- **Tasks and exercises**:
a – Rewrite the air-quality text starting with "Shandong Province, China, was" and going on through "for our approach.", replacing "study domain" with "study area".
b – Show every line of the entries that contains the string "building". Case counts.

- **Document extract**:
──────

Due to the limited temporal and spatial coverage of PM_2.5 monitoring data, as well as the limitation of the previous estimation methods, we propose an ensemble spatiotemporal modeling approach to be an improvement in estimating PM_2.5 concentrations. Compared with the previous methods, our approach integrates non-linear associations, ensemble learning, and residual kriging methods to predict the within-community variability of PM_2.5 with an improved accuracy. Our approach employed generalized additive models (GAM) to consider the variability of spatial and spatiotemporal predictors with non-linear effects to capture associations between predictors and PM_2.5 [26]. Ensemble learning can be used to generate stable predictions with less extreme values based on multiple GAM models while also outputting an uncertainty indicator (standard deviation). A kriging interpolation of the daily residuals derived from ensemble learning predictions can be used to capture residual spatial patterns and considerably improve estimations even without use of PM₁₀ or other co-pollutant predictor. We also examined the proposed approach for several scenarios of different combinations of predictors, and we demonstrated how our approach could achieve optimal accuracy for these different scenarios. Supplemental Materials Table S1 presents an annex table for technical terms used in this paper.

2. Materials and Methods

2.1. Study Domain

Shandong Province, China, was the study region, and it is located between latitude 34°25′ and 38°23′ N and longitude 114°35′ and 112°43′ E. In 2014, the province covered an area of 157,900 km² and had a population of roughly 97.89 million. The study domain is a typical northern province of China that is heavily polluted by PM_2.5. We have a complete monitoring data of PM_2.5 and PM₁₀ with a lot of covariates available. Thus, we chose this region as the study domain for our approach.

2.2. Monitoring Data

PM_2.5 and PM₁₀ concentration data (unit: μg/m³) were obtained from the Ministry of Environmental Protection of the People’s Republic of China (http://datacenter.mep.gov.cn/). The data were gathered at 96 national air quality monitoring stations located in 17 cities (Figure 1) from 1 January to 31 December 2014 (365 days). Because 15 days of data were missing, we imputed the omitted data using the singular value decomposition-based missing-value method [27] using the pcaMethods package (Max-Planck Institute for Molecular Plant Physiology, Golm, Germany), which is available through the R statistical software program (version 3.2.2). PM₁₀ and PM_2.5 concentrations were monitored hourly, and we calculated the daily average for each site using the 75% measurement standard (measurements covering 75% of a 24-h period were used to calculate the daily means). The daily mean concentration for 2014 is shown in Figure 2. In 2014, monitoring stations in the northwest region of Shandong Province presented lower average PM_2.5 concentrations than those of the central and southern regions (Figure 1).

──────

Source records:
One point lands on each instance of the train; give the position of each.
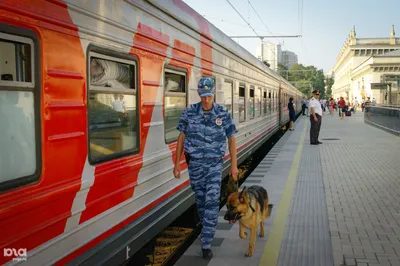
(90, 96)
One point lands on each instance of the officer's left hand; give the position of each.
(234, 173)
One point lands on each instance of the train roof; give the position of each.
(171, 7)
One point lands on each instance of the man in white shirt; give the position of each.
(315, 118)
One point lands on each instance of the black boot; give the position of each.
(207, 254)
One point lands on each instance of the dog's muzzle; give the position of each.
(232, 217)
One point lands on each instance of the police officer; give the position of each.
(204, 127)
(315, 118)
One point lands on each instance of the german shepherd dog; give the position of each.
(249, 207)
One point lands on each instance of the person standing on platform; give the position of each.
(342, 106)
(204, 127)
(292, 113)
(315, 118)
(303, 106)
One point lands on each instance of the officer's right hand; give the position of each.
(177, 171)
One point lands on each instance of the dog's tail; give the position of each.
(270, 206)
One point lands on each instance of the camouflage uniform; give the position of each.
(205, 142)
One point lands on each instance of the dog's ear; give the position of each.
(241, 195)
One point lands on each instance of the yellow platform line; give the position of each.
(272, 248)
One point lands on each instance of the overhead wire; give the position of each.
(249, 26)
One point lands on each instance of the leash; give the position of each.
(237, 185)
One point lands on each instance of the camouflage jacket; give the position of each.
(206, 139)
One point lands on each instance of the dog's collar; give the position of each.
(251, 207)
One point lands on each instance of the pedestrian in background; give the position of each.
(204, 127)
(292, 113)
(342, 106)
(315, 118)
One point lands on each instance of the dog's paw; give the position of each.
(243, 236)
(249, 253)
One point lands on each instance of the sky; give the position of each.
(324, 25)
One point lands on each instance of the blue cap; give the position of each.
(205, 86)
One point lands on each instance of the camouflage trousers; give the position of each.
(205, 180)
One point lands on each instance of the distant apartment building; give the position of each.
(289, 59)
(272, 53)
(368, 67)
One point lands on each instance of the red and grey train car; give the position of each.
(90, 95)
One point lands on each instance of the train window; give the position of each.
(19, 108)
(265, 102)
(227, 95)
(252, 103)
(112, 106)
(270, 101)
(258, 102)
(242, 103)
(174, 102)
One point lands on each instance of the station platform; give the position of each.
(337, 203)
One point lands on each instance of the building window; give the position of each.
(242, 104)
(19, 109)
(174, 102)
(251, 104)
(227, 95)
(112, 105)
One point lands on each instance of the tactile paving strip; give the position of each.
(306, 240)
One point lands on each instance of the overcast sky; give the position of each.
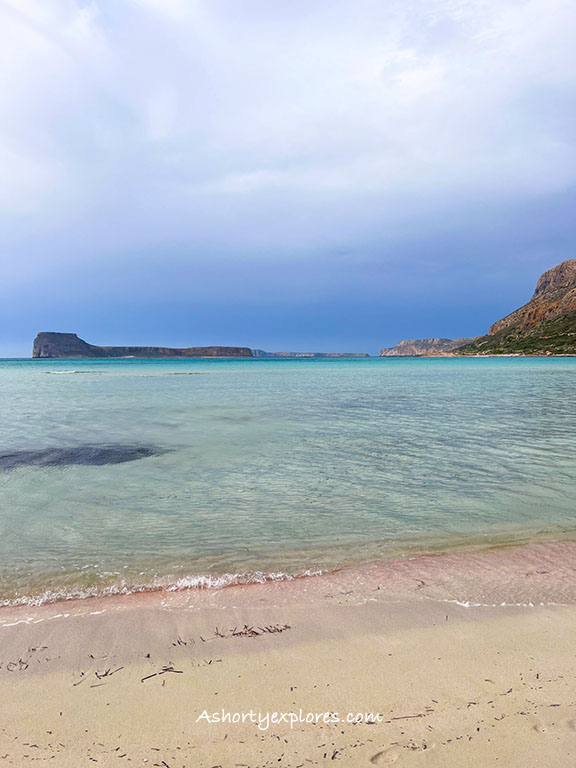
(303, 174)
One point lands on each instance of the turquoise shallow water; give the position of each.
(273, 467)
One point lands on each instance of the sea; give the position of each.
(130, 475)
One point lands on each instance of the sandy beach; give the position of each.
(358, 672)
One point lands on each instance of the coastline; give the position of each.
(128, 677)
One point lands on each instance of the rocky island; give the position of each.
(70, 345)
(50, 345)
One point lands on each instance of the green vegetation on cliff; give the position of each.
(550, 337)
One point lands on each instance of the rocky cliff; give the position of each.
(50, 345)
(423, 347)
(546, 325)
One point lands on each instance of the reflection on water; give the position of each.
(142, 477)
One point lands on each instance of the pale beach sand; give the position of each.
(123, 680)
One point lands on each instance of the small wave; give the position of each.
(199, 581)
(70, 373)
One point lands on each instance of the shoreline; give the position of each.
(469, 572)
(140, 678)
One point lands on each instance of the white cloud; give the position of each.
(190, 120)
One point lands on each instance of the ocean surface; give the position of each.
(125, 475)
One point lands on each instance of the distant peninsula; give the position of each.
(423, 347)
(546, 325)
(49, 344)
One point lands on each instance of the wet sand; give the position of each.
(126, 680)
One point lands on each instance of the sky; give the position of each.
(312, 175)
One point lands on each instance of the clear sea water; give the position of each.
(269, 468)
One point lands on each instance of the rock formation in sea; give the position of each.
(48, 344)
(546, 325)
(424, 347)
(69, 345)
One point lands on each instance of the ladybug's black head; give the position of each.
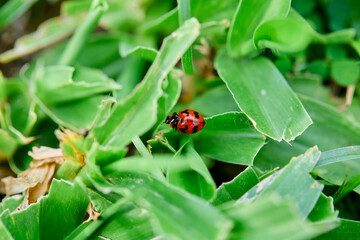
(167, 121)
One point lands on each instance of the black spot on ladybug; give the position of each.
(183, 130)
(185, 111)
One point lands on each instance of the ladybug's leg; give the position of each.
(186, 112)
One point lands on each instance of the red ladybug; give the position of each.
(187, 121)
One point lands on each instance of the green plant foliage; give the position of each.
(254, 93)
(229, 137)
(234, 189)
(144, 99)
(85, 133)
(245, 22)
(66, 201)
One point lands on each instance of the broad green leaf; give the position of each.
(339, 155)
(172, 206)
(292, 181)
(143, 165)
(171, 92)
(229, 137)
(331, 129)
(13, 9)
(285, 35)
(130, 76)
(356, 45)
(347, 187)
(100, 50)
(196, 180)
(184, 10)
(344, 36)
(10, 203)
(86, 230)
(61, 84)
(269, 218)
(237, 187)
(4, 233)
(213, 10)
(248, 17)
(345, 72)
(323, 210)
(137, 113)
(7, 144)
(49, 32)
(82, 33)
(99, 200)
(165, 23)
(68, 202)
(123, 15)
(263, 94)
(146, 53)
(214, 101)
(337, 172)
(133, 225)
(63, 114)
(348, 229)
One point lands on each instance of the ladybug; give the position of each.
(186, 121)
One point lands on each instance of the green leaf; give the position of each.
(127, 117)
(7, 144)
(323, 210)
(86, 230)
(48, 33)
(71, 84)
(146, 53)
(12, 9)
(339, 155)
(346, 72)
(292, 181)
(198, 180)
(68, 202)
(214, 101)
(82, 33)
(99, 200)
(348, 229)
(172, 206)
(331, 129)
(344, 36)
(248, 17)
(271, 217)
(229, 137)
(185, 14)
(263, 94)
(133, 225)
(213, 10)
(337, 173)
(143, 165)
(10, 203)
(86, 110)
(237, 187)
(171, 93)
(285, 35)
(347, 187)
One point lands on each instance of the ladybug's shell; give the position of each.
(190, 121)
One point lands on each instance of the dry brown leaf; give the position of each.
(93, 214)
(45, 155)
(37, 179)
(34, 193)
(25, 180)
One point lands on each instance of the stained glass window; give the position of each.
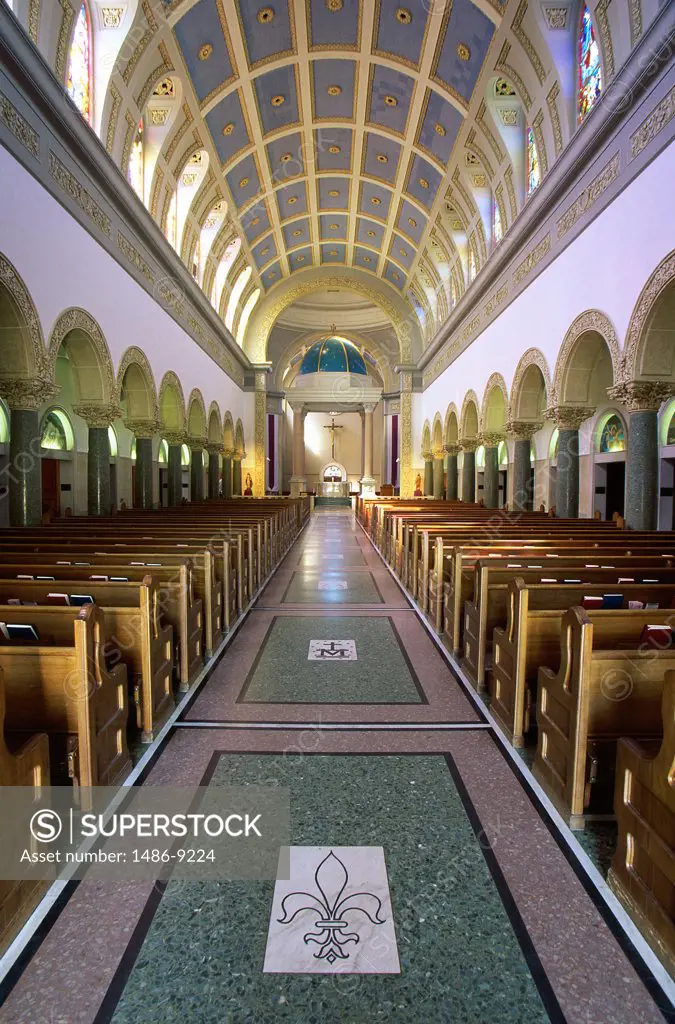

──────

- **Solutions**:
a –
Shandong Province, China, was the study region, and it is located between latitude 34°25′ and 38°23′ N and longitude 114°35′ and 112°43′ E. In 2014, the province covered an area of 157,900 km² and had a population of roughly 97.89 million. The study area is a typical northern province of China that is heavily polluted by PM_2.5. We have a complete monitoring data of PM_2.5 and PM₁₀ with a lot of covariates available. Thus, we chose this region as the study area for our approach.

b –
One point lands on each instance of the distant apartment building; give the position of each.
One point lands on each instance of the building window; give the position of each.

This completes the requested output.